AIM OF THE EXERCISE: Return all entries word for word, but drop any images.

RECORDS FOR THIS EXERCISE:
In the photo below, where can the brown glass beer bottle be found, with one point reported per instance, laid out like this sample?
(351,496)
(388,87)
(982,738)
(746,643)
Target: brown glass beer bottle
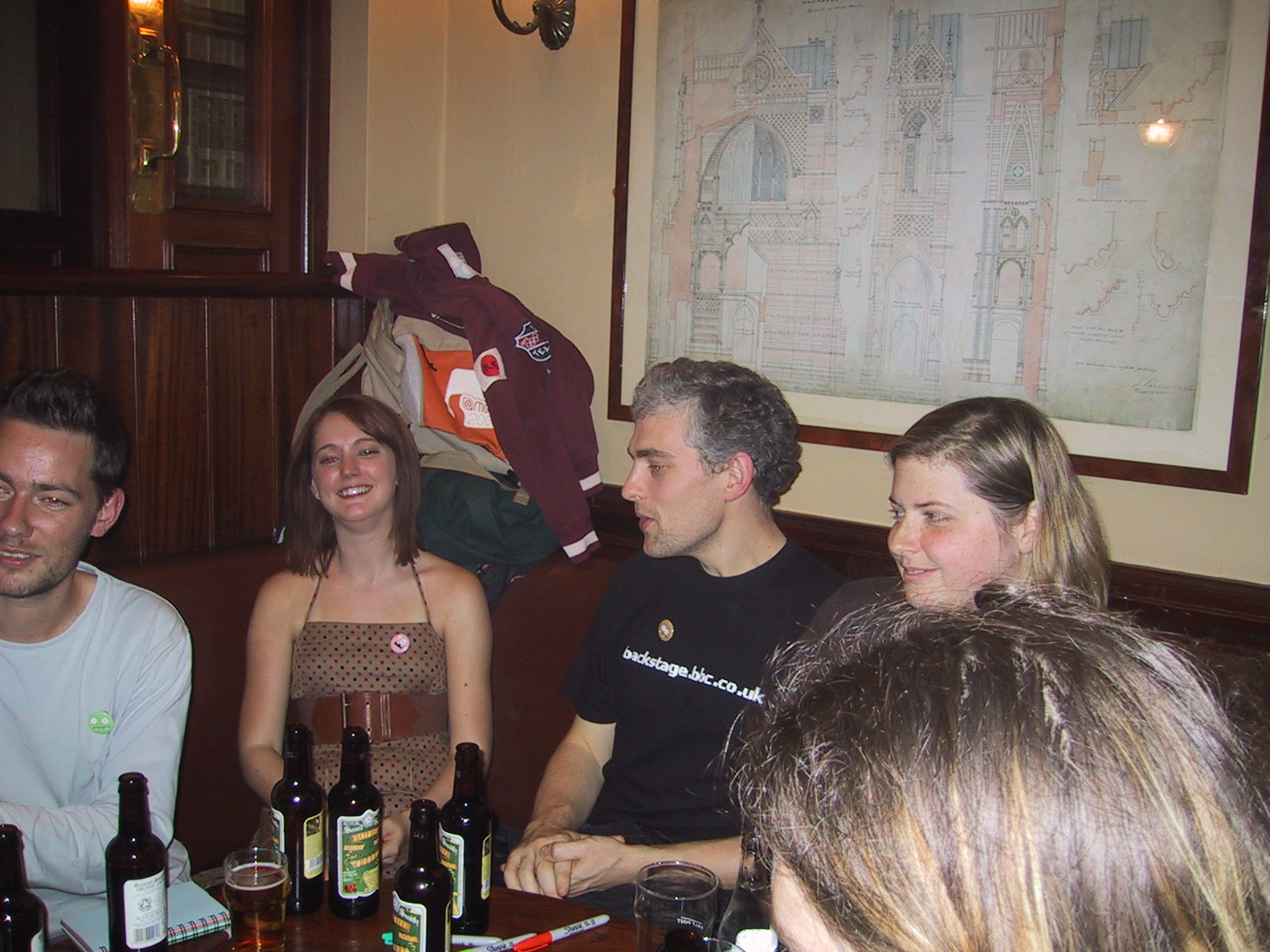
(137,875)
(467,839)
(421,899)
(298,820)
(353,833)
(22,914)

COMPLETE ANSWER:
In the photo below, where can the brown glass beer bottle be found, with one point reported per instance, laid out like this sample?
(351,496)
(388,87)
(982,738)
(746,643)
Target: brown glass beer bottle
(137,875)
(467,839)
(421,899)
(298,820)
(353,833)
(22,914)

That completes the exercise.